▸ Texto
■ ■ ■

1.III - A igreja antiga - 100 a 313 A.D.
Neste período, a igreja alcançou um grande desenvolvimento. O Evangelho alcançou povos das mais variadas línguas que não faziam parte da cultura greco-romana. O cristianismo introduziu-se em todas as classes sociais. Eram numerosos os cristãos que faziam parte da corte imperial, entre os soldados e outros elementos do governo. Muitos homens de alta cultura tinham se tornado discípulos e usaram sua influência para desenvolver a fé cristã, contudo a classe mais numerosa era a de pessoas humildes.
Esse crescimento foi devido à contribuição de muitos cristãos imbuídos em espalhar o Evangelho até os confins da terra. Isto se deu, especialmente, pelo seu grande amor fraternal, pelo amor aos descrentes e pela fidelidade e coragem nas perseguições.
A. As perseguições
Desde o início, a fé cristã foi palmilhada por
lutas, perseguições e dor. O próprio Senhor a quem os cristãos serviam havia
morrido na cruz, condenado como um malfeitor. Estêvão foi morto, apedrejado; o
apóstolo Tiago também sofreu uma sorte semelhante. E a partir de então até
nossos dias, sempre existiram pessoas colocadas em situações nas quais tiveram
de selar o testemunho com seu sangue.
No período de 100 a 313 A.D., a igreja
enfrentou uma terrível perseguição movida pelo Império Romano. Não temos ideia
muito exata quanto ao número, duração e intensidade das perseguições que a
igreja sofreu. Antes de 250 d.C., a perseguição foi predominantemente local,
esporádica e geralmente mais um produto da ação popular do que resultado de uma
política definida. Após esta data, a perseguição se tornou uma estratégia
consciente do governo imperial romano.
1. Causas da Perseguição
a. Política
Enquanto era vista pelas autoridades como parte
do judaísmo, uma seita legal, a igreja sofreu pouco. Mas logo que viram que era
diferente do judaísmo e o classificaram como
seita e sociedade secreta, o cristianismo recebeu a interdição do Estado
romano, que não admitia nenhum rival e obediência por parte de seus súditos.
O governo permitia a livre prática de muitas
religiões, mas o cristianismo era diferente. Os crentes prestavam obediência e
lealdade supremas ao seu Salvador. E, para os romanos, o Estado era a suprema
força e a religião, uma forma de patriotismo. Os deuses reconhecidos pelo
Estado eram cultuados com o objetivo de beneficiarem o governo e a nação.

■ ■ ■

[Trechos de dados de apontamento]

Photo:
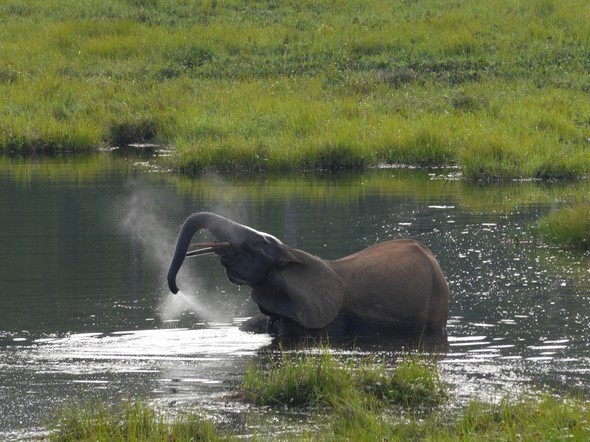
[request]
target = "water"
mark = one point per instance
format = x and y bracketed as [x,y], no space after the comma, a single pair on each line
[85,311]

■ ■ ■

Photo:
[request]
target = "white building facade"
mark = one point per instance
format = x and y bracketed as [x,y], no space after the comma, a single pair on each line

■ ■ ■

▸ Exercícios
(a) Reproduza o trecho do texto que vai de "1. Causas da" até "governo e a nação.", inclusive.
(b) Segundo o texto, quais foram as três coisas que marcaram a fé cristã desde o início?
(c) Responda, com base no texto:
(i) Qual era a classe mais numerosa entre os cristãos?
(ii) De que maneira Estêvão foi morto?
(iii) A partir de que data a perseguição se tornou uma estratégia consciente do governo imperial romano?

▸ Respostas
(a)
1. Causas da Perseguição
a. Política
Enquanto era vista pelas autoridades como parte
do judaísmo, uma seita legal, a igreja sofreu pouco. Mas logo que viram que era
diferente do judaísmo e o classificaram como
seita e sociedade secreta, o cristianismo recebeu a interdição do Estado
romano, que não admitia nenhum rival e obediência por parte de seus súditos.
O governo permitia a livre prática de muitas
religiões, mas o cristianismo era diferente. Os crentes prestavam obediência e
lealdade supremas ao seu Salvador. E, para os romanos, o Estado era a suprema
força e a religião, uma forma de patriotismo. Os deuses reconhecidos pelo
Estado eram cultuados com o objetivo de beneficiarem o governo e a nação.

(b) Lutas, perseguições e dor.

(c)
(i) A de pessoas humildes.
(ii) Apedrejado.
(iii) Após 250 d.C.